Extracted information:

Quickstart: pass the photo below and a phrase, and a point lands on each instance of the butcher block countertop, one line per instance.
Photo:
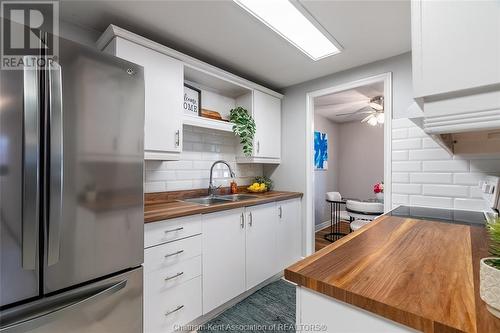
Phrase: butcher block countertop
(420, 273)
(157, 210)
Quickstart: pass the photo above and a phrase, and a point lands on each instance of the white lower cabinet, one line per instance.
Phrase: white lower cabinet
(261, 249)
(223, 238)
(237, 250)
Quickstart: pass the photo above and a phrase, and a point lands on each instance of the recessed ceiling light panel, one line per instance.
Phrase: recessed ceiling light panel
(286, 20)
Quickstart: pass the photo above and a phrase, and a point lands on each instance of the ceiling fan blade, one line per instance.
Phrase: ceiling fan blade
(353, 113)
(367, 118)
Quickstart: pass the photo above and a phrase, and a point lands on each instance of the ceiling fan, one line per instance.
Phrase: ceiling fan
(374, 109)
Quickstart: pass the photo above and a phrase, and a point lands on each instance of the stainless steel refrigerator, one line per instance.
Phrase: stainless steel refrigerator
(71, 195)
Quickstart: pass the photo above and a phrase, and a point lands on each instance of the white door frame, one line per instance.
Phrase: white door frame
(309, 195)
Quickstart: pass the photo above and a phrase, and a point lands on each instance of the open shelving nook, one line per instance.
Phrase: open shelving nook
(217, 94)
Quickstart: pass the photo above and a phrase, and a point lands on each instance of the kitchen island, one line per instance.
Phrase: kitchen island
(397, 274)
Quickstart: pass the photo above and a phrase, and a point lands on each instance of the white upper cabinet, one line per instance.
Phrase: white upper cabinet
(266, 111)
(455, 45)
(456, 70)
(267, 115)
(163, 84)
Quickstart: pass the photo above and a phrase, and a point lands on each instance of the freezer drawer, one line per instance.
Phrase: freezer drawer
(110, 306)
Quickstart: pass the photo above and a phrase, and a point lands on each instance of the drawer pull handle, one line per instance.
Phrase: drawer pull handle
(174, 276)
(174, 230)
(174, 310)
(174, 254)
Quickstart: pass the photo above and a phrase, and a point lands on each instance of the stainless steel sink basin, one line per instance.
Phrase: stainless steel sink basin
(220, 199)
(237, 197)
(206, 201)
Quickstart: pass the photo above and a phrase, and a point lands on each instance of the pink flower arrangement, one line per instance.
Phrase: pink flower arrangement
(378, 188)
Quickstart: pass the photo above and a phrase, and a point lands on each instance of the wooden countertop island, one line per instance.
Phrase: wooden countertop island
(161, 207)
(419, 273)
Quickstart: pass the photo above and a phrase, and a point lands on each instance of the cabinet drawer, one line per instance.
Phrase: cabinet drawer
(165, 311)
(158, 281)
(169, 230)
(166, 255)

Exercise directions:
Leave the pictures out and copy the rest of the data exactly.

Output below:
Quickstart: pass the photo below and a phrase, and a point lands on each instance of the butcher block countertop, one line per instance.
Photo:
Phrase: butcher block countertop
(420, 273)
(157, 210)
Quickstart: pass the photo above and a phrase, and a point lands on each instance of the white lower cabinet, one line per instance.
Phrase: white lower cabinet
(261, 249)
(223, 238)
(237, 250)
Quickstart: pass the photo above and a phrase, and a point lands on each instance of the recessed ceiling light panel, one line per instance.
Phrase: recessed ceiling light panel
(286, 20)
Quickstart: pass the photo above and a phrase, and a point lands on each instance of the ceiling fan blade, one line per instance.
Phrase: ceiling fan blade
(353, 113)
(367, 118)
Quickstart: pass the photo above and a phrase, and a point lands on each instance of the ceiling fan, one line per instance.
Phrase: ceiling fan
(374, 109)
Quickstart: pass the photo above and a phrase, and a point lands on each instance of the stainless steel refrigerator, one line per instance.
Phrase: stainless steel refrigerator
(71, 195)
Quickstart: pass the photo above and a phrase, and a point lands on each instance of the white door frame, one line per instance.
Phrase: white door frame
(309, 195)
Quickstart: pass the photo above and a phrase, and a point lands on each instance of the open shelving nook, one line per instance.
Phrase: open shelving nook
(217, 94)
Quickstart: pass the photo above and a phrase, and a point lands on each instance of the kitchen island, one line per instance.
Phrase: kitchen island
(397, 274)
Quickstart: pass the photo above and a phrase, and a point lands on each instance of the white upper cabinet, one line per instance.
Phrase: white upper cabinet
(266, 111)
(455, 45)
(456, 70)
(267, 115)
(163, 84)
Quickstart: pass the photo above and a phrase, and a point lands on each instance of the freezer drawer, one line per instance.
Phrase: freezer drawer
(110, 306)
Quickstart: pass the photo above and a phrase, and a point lands on each instance of the drawer pull handle, one line per instance.
Phrase: drawer pull handle
(174, 276)
(174, 230)
(174, 310)
(174, 254)
Quickstart: pass the photo above and a phrase, and a point lands on each instance of the stainless steel sink basin, one line per instance.
Phrase: stainless steel sink basin
(220, 199)
(237, 197)
(206, 201)
Quickstart: pass the photo above and a phrase, and a point lands on each instance of the pink flower arrangement, one line per instance.
Phrase: pink flower arrangement
(378, 188)
Quickstart: pass the photo above and a phrase, and a point lands on each instance of the wooden countertop island, one line per instance.
Phrase: wooden countertop island
(161, 207)
(419, 273)
Quickstart: pass the photo above and a phrase, and a point lands on each instance of the cabinet drawer, one line per instance.
Phrase: cabinet drawer
(165, 311)
(158, 281)
(169, 230)
(166, 255)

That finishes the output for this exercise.